### RECORDS TO USE ###

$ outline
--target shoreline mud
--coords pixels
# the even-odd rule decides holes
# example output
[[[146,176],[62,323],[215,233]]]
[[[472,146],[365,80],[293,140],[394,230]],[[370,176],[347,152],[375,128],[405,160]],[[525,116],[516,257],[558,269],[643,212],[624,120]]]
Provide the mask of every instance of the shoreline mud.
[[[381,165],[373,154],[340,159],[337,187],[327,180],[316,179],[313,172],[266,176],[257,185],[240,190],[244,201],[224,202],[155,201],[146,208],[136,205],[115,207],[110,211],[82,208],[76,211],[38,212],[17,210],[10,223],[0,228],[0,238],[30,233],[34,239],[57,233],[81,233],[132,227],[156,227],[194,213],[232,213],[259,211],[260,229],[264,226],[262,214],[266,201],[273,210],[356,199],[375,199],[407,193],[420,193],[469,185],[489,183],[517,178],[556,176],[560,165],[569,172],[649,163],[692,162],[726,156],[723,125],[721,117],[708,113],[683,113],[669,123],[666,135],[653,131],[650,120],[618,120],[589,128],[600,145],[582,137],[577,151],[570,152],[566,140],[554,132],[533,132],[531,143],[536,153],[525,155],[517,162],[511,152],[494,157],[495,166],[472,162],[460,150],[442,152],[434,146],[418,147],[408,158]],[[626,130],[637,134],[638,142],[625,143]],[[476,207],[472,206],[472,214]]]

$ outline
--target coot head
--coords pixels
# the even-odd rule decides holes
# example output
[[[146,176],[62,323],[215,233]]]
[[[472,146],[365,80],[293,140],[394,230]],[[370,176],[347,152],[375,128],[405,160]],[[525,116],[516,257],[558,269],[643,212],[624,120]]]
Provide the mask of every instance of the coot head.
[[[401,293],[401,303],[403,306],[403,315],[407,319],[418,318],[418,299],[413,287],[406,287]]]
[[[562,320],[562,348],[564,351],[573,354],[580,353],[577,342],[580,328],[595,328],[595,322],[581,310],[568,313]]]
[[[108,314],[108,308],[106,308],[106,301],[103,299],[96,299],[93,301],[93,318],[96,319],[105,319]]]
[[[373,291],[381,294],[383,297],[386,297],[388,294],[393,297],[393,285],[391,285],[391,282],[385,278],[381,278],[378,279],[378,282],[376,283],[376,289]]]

###

Render every line of the listing above as a numbered list, omitting blank lines.

1. $ outline
2. --target shoreline mud
3. --coords pixels
4. # the even-odd rule decides holes
5. # example output
6. [[[146,176],[62,323],[215,233]]]
7. [[[472,146],[365,80],[293,140],[394,230]],[[370,176],[347,152],[375,128],[405,160]],[[525,116],[516,257],[558,269],[643,212],[624,120]]]
8. Provide the mask of every instance of the shoreline mud.
9. [[[381,165],[373,154],[340,159],[337,187],[327,180],[316,179],[313,172],[266,176],[257,185],[240,190],[244,201],[224,202],[155,201],[146,208],[136,205],[115,207],[110,211],[82,208],[76,211],[38,212],[17,210],[10,223],[0,228],[0,238],[30,233],[34,239],[57,233],[81,233],[132,227],[156,227],[194,213],[232,213],[259,211],[260,229],[264,226],[262,214],[266,201],[273,210],[356,199],[375,199],[407,193],[420,193],[469,185],[489,183],[517,178],[556,176],[560,165],[569,172],[649,163],[692,162],[726,156],[723,125],[721,117],[708,113],[683,113],[669,123],[666,135],[653,131],[650,120],[618,120],[589,128],[600,145],[582,137],[577,151],[570,152],[566,140],[554,132],[533,132],[531,143],[536,153],[525,155],[517,162],[511,152],[494,157],[495,166],[472,162],[460,150],[442,152],[434,146],[418,147],[408,158]],[[626,130],[637,134],[638,142],[625,143]],[[476,207],[472,206],[472,214]]]
10. $ outline
11. --target coot head
12. --coords pixels
13. # the even-odd rule decides holes
14. # example output
15. [[[146,176],[62,323],[215,233]]]
16. [[[472,146],[365,80],[293,140],[394,230]],[[370,176],[347,152],[375,128],[405,160]],[[525,116],[516,257],[558,269],[643,212],[624,120]]]
17. Provide the mask of every instance of the coot head.
18. [[[401,293],[401,303],[403,306],[403,315],[407,319],[418,318],[418,299],[413,287],[406,287]]]
19. [[[562,320],[562,348],[564,351],[573,354],[580,353],[577,342],[580,328],[595,328],[595,322],[581,310],[568,313]]]
20. [[[108,314],[108,308],[106,308],[106,301],[103,299],[96,299],[93,301],[93,318],[96,319],[105,319]]]
21. [[[373,291],[381,294],[383,297],[386,297],[388,294],[393,297],[393,285],[391,285],[391,282],[385,278],[381,278],[378,279],[378,282],[376,283],[376,289]]]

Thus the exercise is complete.